In the records below, change "petal" to "leaf" and copy out the lines with nothing else altered.

++++++++++

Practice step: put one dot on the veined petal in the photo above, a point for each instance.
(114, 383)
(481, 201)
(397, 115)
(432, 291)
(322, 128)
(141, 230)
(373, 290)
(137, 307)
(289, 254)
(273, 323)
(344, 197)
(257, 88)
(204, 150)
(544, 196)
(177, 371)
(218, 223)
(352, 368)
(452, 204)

++++++++++

● **Response to the exercise**
Practice step: put one dot on the veined leaf in the photo above, a point for each instance.
(114, 383)
(481, 201)
(397, 115)
(432, 291)
(322, 128)
(141, 230)
(373, 290)
(137, 307)
(289, 254)
(273, 323)
(344, 197)
(257, 88)
(204, 150)
(544, 196)
(177, 371)
(218, 223)
(352, 368)
(452, 204)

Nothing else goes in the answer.